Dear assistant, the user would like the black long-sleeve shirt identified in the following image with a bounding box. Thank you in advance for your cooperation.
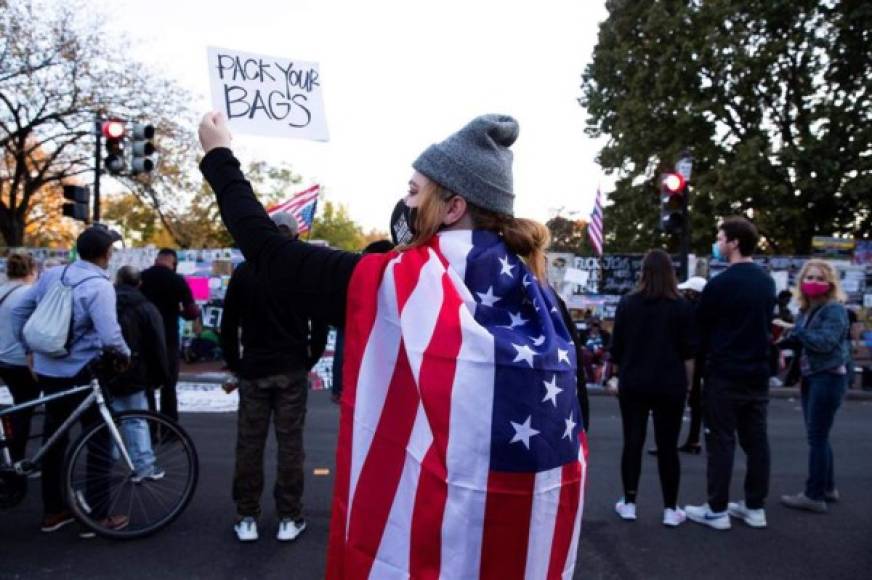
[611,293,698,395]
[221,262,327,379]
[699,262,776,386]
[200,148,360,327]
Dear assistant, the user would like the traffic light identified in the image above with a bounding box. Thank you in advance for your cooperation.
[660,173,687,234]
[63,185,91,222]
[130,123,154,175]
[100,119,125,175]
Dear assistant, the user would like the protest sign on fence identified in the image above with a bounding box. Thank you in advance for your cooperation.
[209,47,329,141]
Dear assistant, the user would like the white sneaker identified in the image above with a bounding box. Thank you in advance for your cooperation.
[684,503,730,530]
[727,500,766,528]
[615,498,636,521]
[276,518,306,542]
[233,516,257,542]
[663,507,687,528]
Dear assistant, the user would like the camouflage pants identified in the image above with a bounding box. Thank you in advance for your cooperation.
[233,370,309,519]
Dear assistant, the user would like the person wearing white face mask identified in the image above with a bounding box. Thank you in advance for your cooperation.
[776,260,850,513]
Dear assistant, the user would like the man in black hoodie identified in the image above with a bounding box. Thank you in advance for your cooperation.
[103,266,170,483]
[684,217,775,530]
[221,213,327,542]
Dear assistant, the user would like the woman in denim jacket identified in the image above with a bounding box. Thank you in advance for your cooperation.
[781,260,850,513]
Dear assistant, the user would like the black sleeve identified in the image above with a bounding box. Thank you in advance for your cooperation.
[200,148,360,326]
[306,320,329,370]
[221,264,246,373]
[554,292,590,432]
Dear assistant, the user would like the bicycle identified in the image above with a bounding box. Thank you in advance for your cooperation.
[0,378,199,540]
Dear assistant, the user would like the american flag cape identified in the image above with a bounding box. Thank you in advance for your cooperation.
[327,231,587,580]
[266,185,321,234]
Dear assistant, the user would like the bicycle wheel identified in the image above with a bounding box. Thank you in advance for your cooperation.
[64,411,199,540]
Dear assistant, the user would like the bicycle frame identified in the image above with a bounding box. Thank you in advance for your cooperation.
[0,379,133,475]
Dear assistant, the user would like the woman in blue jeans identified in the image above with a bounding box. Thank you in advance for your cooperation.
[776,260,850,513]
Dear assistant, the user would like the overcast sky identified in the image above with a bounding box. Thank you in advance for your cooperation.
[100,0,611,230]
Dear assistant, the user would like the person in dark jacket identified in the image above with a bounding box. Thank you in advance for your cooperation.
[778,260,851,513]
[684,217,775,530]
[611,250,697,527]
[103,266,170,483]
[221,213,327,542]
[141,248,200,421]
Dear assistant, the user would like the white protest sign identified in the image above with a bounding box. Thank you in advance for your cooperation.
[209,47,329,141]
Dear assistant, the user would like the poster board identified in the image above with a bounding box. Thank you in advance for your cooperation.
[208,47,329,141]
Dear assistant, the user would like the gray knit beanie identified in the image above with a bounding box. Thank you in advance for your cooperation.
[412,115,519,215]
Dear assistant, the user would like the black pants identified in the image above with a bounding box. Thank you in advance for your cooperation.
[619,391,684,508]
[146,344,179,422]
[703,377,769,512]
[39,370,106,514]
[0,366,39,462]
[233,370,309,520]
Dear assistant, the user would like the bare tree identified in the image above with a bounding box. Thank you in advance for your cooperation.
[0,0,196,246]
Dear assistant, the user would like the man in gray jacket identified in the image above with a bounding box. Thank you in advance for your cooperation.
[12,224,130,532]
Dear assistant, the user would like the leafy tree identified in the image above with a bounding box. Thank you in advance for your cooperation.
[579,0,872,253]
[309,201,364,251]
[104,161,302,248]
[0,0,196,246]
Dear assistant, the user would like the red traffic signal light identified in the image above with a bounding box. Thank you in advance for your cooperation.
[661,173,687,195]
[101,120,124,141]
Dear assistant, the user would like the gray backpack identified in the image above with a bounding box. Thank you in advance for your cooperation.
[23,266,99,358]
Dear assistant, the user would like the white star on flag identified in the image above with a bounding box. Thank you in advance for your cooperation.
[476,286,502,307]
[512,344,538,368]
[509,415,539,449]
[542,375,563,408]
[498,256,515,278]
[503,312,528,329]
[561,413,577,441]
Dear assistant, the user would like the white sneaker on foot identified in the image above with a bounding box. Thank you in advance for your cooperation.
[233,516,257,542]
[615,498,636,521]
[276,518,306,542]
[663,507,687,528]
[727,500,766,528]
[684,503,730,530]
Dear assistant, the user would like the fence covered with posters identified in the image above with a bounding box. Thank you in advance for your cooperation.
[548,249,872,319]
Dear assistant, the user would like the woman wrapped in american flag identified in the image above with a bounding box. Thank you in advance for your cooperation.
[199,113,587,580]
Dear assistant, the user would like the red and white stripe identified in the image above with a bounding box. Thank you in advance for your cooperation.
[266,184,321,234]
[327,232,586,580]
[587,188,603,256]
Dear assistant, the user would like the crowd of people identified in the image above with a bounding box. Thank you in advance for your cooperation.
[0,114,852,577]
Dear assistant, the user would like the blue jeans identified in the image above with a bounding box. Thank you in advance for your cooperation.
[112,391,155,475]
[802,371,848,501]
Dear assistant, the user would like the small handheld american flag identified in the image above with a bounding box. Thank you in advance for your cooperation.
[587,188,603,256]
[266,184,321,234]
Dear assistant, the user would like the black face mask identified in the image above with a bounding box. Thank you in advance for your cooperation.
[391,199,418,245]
# # # # # # #
_Problem description:_
Please copy all of the records above word for word, and leave the pictures out.

_Correct response:_
Dear assistant, the user would like the black long-sleeve shirt identified in the following image with a bounding box. Thank you in advance for your cooperation.
[611,293,698,395]
[221,262,327,379]
[699,262,776,386]
[200,148,360,327]
Dear assistant, the user would like the traffic light identified in the image above with a bounding box. Thank you in advance for your cooperation.
[660,173,687,234]
[63,185,91,222]
[130,123,154,175]
[100,119,125,175]
Dear assistant, the user would like the protest sign on fence identified in the image above with a bounding box. Thank you in advance for your cooperation.
[209,47,329,141]
Dear assistant, the user would like the white sneaker identified in the image above with a bounding box. Thank you in advance for your cooperation.
[684,503,730,530]
[727,500,766,528]
[615,498,636,521]
[276,518,306,542]
[233,516,257,542]
[663,507,687,528]
Dear assistant, the user would like the camouflage pants identified in the image above with a bounding box. Thank you in advance for your cooperation.
[233,370,309,519]
Dear assistant, the user would like the person wearing white face mask identified in the image above with a bounding box. Thank you in advance for your cooperation.
[776,260,850,513]
Dear assistant, the user would like the man in black hoodie identified in the image above with a bounding box. Thank you in advance for your cooperation.
[103,266,170,483]
[684,217,775,530]
[221,213,327,542]
Dear assistant, the user would like the woman in denim jacket identified in the image above with a bounding box. Thank you in advance for your cooperation.
[781,260,850,513]
Dear assistant, the user would like the black sleeve identified in the image above with a bounding box. Thank you in advance for your cooperation.
[200,148,360,326]
[306,320,329,370]
[221,264,246,373]
[554,292,590,432]
Dear assistant, the user would like the bicycle identified in the image above with a bounding box. Thank you in advance for your cooperation.
[0,378,199,540]
Dear assistant, the user would like the american flag cape identified in the image above with a bounding box. Thank you in advance for your cooperation.
[327,231,587,580]
[266,185,321,234]
Dear assistant, the user would like the bicycle wheel identified in the image above with a bounding box. Thank you in advance for your cooperation.
[64,411,199,540]
Dear assistant, the user would like the bicycle frame identified in the image above with a bounding box. Thank you in advance for your cooperation.
[0,379,133,475]
Dear assistant, the user would like the woman in blue jeans identified in the image above with a bounding box. Thank you in advance for your cooperation.
[776,260,850,513]
Dear assistant, the user would like the overcast sky identified in the image above with a bounding box. Thank you in advance for your cooperation.
[100,0,611,230]
Dear assistant, the user would like the person in dark jacket identified in the image above with a bounding box. Thank you in advance for your cooperation.
[778,260,851,513]
[684,217,775,530]
[611,250,697,527]
[103,266,170,483]
[221,213,327,542]
[141,248,200,421]
Dear assistant, the user would like the white protest sign identified in the image above with a bounding box. Thank you in advance for your cooperation.
[209,47,329,141]
Dear assistant, the user would like the poster board identified in the image above with a bounding box. Thank you in advance for your cooperation.
[208,47,329,141]
Dear assistant, the user would like the gray knit beanie identified in the image above with a bounding box. Thank you in advance for your cooperation.
[412,115,519,215]
Dear assistant, the user would like the black pants identified in the image above with a bounding box. Thank you in advance for your cooperation.
[619,391,684,508]
[146,344,179,422]
[703,377,769,512]
[39,370,106,514]
[0,366,39,462]
[233,370,309,520]
Dear assistant, the user would like the bare tree identified in the image above with a bounding box. Thank you in advance for your cooperation.
[0,0,196,246]
Dear assistant, the user would like the man in gray jacket identified in the image above with a bounding box. Thank you in advance for your cooperation.
[12,224,130,532]
Dear assistant, the user would like the leafy tree identified in the image above with a bounding box. Thank you in advance for your cooperation.
[579,0,872,253]
[309,201,364,251]
[104,161,302,248]
[0,0,196,246]
Dear assistant, the user would like the red traffic signal light identified in the image above with a bounding box. Thank you in advance for your cooperation.
[661,173,687,195]
[101,120,124,141]
Dear assistant, the user would like the gray backpack identified in the image above with a bounding box. Thank you in advance for your cooperation.
[23,266,99,358]
Dear assistant, the user would like the white star on flag identified in the image above with a bounding box. Thank you in advance for your cooperation.
[476,286,502,307]
[512,344,538,368]
[509,415,539,449]
[542,375,563,408]
[498,256,515,278]
[503,312,528,329]
[561,413,577,441]
Dear assistant, the user would like the white sneaker on foot identified in the image above with a bounding box. Thank you in advance for your cooperation.
[233,516,257,542]
[615,498,636,521]
[276,518,306,542]
[663,507,687,528]
[727,500,766,528]
[684,503,730,530]
Dear assistant, the user would like the fence covered with posters identified in the image above with a bounding box. Thank you in advance for your cooperation.
[548,249,872,319]
Dear assistant, the user would like the woman wrapped in american flag identified in the image above with a bounding box. Thank you in advance for your cooperation.
[199,113,587,580]
Dear assistant, the user would like the red and white stripe identified in the image above with a bounding box. Thank you in advance for your cooperation.
[266,184,321,234]
[327,232,586,580]
[587,188,603,256]
Dear assistant, the user would like the crowd of people identified in the image above with a bounding box. Thank you in advance for your cooperation.
[0,114,852,577]
Dear assistant, the user would like the blue jeans identified in the image above with a bounding box. Thank you in advance for your cooperation.
[112,391,155,475]
[802,371,848,501]
Dear assistant, the user would like the small handheld american flag identified in the image above with a bounding box. Thank you in advance for your cooperation.
[587,188,603,256]
[266,184,321,234]
Dear assistant, the user would like the black face mask identified in the image above with a bounding box. Thank you in advance for your cooperation.
[391,199,418,245]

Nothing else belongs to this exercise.